::: Excerpted text :::

Archive for Sunday, September 10, 2006
The unwanted suitor
Picture this: You apply for a home loan from a local mortgage company on a Monday afternoon. By Tuesday morning, you’re getting unsolicited phone pitches from out-of-state lenders who seem to know a lot about your finances.
Loan applicants around the country are receiving uninvited pitches, sometimes just 12 hours after getting a mortgage quote. But now a major mortgage industry group is speaking out against the practice.
“There are very serious privacy, identity-theft and bait-and-switch issues involved here,” said Roy DeLoach, executive vice president of the 27,000-member National Assn. of Mortgage Brokers. “It’s outrageous that simply applying for a home loan should open up a person’s sensitive personal information.”
The practice targeted by the mortgage brokers is known in the industry as “trigger list” marketing – a warp-speed version of the “prescreened” credit card offers you routinely get in your mailbox. It works like this: When your local mortgage company checks your credit to provide you with a rate quote, one or more of the national credit bureaus takes that inquiry and essentially turns it into a marketing product.
So-called lead generator companies and some lenders themselves are eager to know the identities of people who are shopping for a mortgage, and they pay the credit bureaus for those hot prospects. Generally, the prospects have to fit credit and geographic profiles that the lenders have set in advance. For example, one customer might only want the identities and contact information of people in the Los Angeles area with FICO credit scores above 700.
The credit bureaus defend their right to sell applicants’ personal financial information, arguing that it is simply a zippier form of marketing “prescreened” target prospect lists for credit offers – something they’ve been doing for years.

::: Recorded information :::

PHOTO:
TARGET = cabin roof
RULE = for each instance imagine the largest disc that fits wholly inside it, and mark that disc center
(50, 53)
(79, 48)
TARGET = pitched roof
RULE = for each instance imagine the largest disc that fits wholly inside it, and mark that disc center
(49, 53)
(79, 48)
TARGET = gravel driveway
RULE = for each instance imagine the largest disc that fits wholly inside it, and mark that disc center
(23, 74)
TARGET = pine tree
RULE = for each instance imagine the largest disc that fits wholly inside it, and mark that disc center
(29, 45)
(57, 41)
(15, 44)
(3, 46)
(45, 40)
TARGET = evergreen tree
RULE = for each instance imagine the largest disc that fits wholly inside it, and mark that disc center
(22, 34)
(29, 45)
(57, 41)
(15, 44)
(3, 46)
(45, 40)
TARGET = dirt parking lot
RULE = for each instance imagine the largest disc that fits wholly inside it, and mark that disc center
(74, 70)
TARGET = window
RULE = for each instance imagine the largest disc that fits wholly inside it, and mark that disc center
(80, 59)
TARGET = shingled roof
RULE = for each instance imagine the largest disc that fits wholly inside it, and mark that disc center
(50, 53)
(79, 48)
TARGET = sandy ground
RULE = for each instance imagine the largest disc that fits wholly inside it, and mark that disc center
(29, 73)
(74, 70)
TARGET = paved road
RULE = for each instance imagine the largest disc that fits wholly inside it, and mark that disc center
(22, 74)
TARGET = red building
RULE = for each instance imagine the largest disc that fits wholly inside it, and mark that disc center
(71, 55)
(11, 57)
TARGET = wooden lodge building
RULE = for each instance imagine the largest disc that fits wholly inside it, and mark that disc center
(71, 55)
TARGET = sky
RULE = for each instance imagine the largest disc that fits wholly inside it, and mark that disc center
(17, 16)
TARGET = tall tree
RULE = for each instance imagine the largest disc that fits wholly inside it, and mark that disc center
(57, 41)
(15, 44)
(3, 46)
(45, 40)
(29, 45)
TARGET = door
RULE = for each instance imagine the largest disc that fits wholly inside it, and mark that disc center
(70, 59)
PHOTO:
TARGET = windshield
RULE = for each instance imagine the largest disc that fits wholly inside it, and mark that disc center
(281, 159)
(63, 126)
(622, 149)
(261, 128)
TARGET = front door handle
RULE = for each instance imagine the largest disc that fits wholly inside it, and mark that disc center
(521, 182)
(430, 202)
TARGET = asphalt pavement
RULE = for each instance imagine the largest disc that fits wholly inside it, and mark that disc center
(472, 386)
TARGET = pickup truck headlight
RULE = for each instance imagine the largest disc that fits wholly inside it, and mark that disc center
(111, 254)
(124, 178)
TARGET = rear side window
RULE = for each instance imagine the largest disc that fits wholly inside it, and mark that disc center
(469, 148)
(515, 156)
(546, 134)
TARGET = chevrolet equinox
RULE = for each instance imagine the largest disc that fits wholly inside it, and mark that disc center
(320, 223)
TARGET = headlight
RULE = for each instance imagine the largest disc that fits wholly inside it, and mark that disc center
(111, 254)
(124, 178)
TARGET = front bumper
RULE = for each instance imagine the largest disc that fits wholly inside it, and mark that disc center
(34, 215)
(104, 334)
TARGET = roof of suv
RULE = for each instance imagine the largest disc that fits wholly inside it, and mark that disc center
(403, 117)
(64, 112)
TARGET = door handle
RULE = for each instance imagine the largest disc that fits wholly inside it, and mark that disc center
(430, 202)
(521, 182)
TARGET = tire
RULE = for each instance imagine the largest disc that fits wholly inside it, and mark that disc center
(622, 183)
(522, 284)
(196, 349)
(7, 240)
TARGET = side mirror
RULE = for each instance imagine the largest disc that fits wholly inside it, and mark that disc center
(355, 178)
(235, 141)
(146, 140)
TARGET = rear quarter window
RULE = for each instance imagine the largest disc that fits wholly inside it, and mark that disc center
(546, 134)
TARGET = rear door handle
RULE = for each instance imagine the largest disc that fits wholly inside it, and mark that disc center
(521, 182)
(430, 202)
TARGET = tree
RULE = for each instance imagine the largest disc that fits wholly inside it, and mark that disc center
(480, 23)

:::

- [Given exercise 1] According to the article on mortgage "trigger list" marketing, how many members does the National Assn. of Mortgage Brokers have?
- [Given exercise 2] Condense the paragraph of the mortgage article that begins "So-called lead generator companies" into a shorter version that keeps its main facts.

- [Correct response 1] 27,000

- [Correct response 2] Lead generator companies and some lenders pay the credit bureaus for the identities of people shopping for a mortgage. These prospects usually must match credit and geographic profiles the lenders set in advance, such as people in the Los Angeles area with FICO scores above 700.